→ **Reading passage**:
§ §
Assumptions of Linear Regression

Last Updated : 28 Dec, 2022

Linear regression is the simplest machine learning algorithm of predictive analysis. Linear regression algorithm shows a linear relationship between a dependent (y variable) and one or more independent (x variable) variables hence it is known as linear regression. Since linear regression shows the linear relationship, which means it finds how the value of the dependent variable is changing according to the value of the independent variable. Linear regression makes predictions for continuous/real or numeric variables such as sales, salary, age, product price, etc.

The theory of linear regression is based on certain statistical assumptions. It is crucial to check these regression assumptions before modeling the data using the linear regression approach.

Mainly there are 7 assumptions taken while using Linear Regression:

Linear Model
No Multicolinearlity in the data
Homoscedasticity of Residuals or Equal Variances
No Autocorrelation in residuals
Number of observations Greater than the number of predictors
Each observation is unique
Predictors are distributed Normally

Linear Model

According to this assumption, the relationship between the independent and dependent variables should be linear. The reason behind this relationship is that if the relationship will be non-linear which is certainly is the case in the real-world data then the predictions made by our linear regression model will not be accurate and will vary from the actual observations a lot.

No Multicolinearlity in the data

If the predictor variables are correlated among themselves, then the data is said to have a multicollinearity problem. But why is this a problem? The answer to this question is that high collinearity means that the two variables vary very similarly and contain the same kind of information. This will leads to redundancy in the dataset. Due to redundancy, only the complexity of the model increase, and no new information or pattern is learned by the model. We generally try to avoid highly correlated features even while using complex models.

We can identify highly correlated features using scatter plots or heatmap.
§ §
→ **Required tasks**:
**1)** Using the passage on linear regression assumptions, decide whether each statement agrees with it. Answer yes or no, and quote the words that decide it.
(a) Linear regression predicts continuous or numeric variables.
(b) A multicollinearity problem arises when the dependent variable is correlated with the independent variables.
(c) Highly correlated features can be identified with scatter plots.
**2)** List every assumption that the passage on linear regression assumptions names as one of those taken when using linear regression.
**3)** Continue the passage on linear regression assumptions from its last sentence, in the same style.
The material that comes after this passage is separate from it.
§ §
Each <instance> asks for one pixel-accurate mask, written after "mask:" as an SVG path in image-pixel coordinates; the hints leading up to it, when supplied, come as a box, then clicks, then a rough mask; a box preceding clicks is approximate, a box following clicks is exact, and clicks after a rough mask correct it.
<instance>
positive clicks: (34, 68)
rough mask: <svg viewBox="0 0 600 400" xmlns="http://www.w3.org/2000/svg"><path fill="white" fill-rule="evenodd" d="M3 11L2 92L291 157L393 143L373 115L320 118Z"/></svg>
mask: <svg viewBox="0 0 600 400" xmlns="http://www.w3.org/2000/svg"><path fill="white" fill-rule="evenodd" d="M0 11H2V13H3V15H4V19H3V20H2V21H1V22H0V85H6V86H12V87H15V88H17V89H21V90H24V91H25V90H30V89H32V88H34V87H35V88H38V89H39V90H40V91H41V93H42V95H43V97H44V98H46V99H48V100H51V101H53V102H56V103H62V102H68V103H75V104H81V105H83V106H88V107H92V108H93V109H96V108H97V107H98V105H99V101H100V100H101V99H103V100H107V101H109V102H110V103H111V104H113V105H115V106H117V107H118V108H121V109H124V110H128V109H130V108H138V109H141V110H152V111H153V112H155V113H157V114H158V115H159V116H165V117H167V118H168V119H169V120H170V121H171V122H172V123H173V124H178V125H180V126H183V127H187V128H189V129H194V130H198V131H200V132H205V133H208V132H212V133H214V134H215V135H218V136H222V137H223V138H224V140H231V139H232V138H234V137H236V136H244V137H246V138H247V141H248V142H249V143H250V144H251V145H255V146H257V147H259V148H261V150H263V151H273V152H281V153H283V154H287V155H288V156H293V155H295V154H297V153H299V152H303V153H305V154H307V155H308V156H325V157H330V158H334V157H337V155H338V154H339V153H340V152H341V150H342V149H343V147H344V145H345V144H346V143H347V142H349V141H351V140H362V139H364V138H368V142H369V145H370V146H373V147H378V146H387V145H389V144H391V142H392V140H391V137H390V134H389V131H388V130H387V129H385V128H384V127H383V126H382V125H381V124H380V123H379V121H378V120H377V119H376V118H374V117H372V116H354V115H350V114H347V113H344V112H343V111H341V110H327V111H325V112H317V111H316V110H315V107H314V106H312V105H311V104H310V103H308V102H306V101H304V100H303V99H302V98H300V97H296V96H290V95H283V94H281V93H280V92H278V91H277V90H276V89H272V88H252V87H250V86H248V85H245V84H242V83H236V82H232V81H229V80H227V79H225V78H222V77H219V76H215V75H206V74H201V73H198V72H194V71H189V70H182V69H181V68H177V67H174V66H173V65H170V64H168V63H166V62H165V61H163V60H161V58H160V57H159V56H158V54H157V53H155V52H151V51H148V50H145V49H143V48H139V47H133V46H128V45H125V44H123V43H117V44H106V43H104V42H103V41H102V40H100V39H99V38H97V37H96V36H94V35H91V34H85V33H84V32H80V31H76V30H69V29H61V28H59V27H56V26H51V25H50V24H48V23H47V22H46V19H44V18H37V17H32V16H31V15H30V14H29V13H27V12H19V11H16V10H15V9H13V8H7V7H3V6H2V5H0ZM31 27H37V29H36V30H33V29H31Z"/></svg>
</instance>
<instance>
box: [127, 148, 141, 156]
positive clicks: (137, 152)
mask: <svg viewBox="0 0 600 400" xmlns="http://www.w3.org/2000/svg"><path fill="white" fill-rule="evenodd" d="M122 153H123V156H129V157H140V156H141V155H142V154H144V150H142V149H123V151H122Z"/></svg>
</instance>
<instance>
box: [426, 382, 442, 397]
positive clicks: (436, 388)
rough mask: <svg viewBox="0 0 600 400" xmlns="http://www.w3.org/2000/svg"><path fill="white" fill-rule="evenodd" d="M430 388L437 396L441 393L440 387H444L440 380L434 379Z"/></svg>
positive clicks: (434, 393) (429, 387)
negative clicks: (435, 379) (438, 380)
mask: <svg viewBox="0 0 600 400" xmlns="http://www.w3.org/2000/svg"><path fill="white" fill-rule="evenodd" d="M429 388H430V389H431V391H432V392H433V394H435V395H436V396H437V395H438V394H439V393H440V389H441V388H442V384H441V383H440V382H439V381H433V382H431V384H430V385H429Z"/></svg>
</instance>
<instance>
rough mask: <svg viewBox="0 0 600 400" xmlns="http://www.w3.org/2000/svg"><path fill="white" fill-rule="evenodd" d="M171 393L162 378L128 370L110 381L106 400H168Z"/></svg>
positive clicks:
§ §
→ **Written answers**:
**1)**
(a) Yes: "Linear regression makes predictions for continuous/real or numeric variables such as sales, salary, age, product price, etc."
(b) No: "If the predictor variables are correlated among themselves, then the data is said to have a multicollinearity problem."
(c) Yes: "We can identify highly correlated features using scatter plots or heatmap."

**2)**
1. Linear Model
2. No Multicolinearlity in the data
3. Homoscedasticity of Residuals or Equal Variances
4. No Autocorrelation in residuals
5. Number of observations Greater than the number of predictors
6. Each observation is unique
7. Predictors are distributed Normally

**3)**
Homoscedasticity of Residuals or Equal Variances

Homoscedasity is the term that states that the spread residuals which we are getting from the linear regression model should be homogeneous or equal spaces. If the spread of the residuals is heterogeneous then the model is called to be an unsatisfactory model.

One can easily get an idea of the homoscedasticity of the residuals by plotting a scatter plot of the residual data.

No Autocorrelation in residuals

One of the critical assumptions of multiple linear regression is that there should be no autocorrelation in the data. When the residuals are dependent on each other, there is autocorrelation. This factor is visible in the case of stock prices when the price of a stock is not independent of its previous one.
Plotting the variables on a graph like a scatterplot or a line plot allows you to check for autocorrelations if any.

Number of observations Greater than the number of predictors

For a better-performing model, the number of training data or observations should be always greater than the number of test or prediction data. However greater the number of observations better the model performance. Therefore, to build a linear regression model you must have more observations than the number of independent variables (predictors) in the data set. The reason behind this can be understood by the curse of dimensionality.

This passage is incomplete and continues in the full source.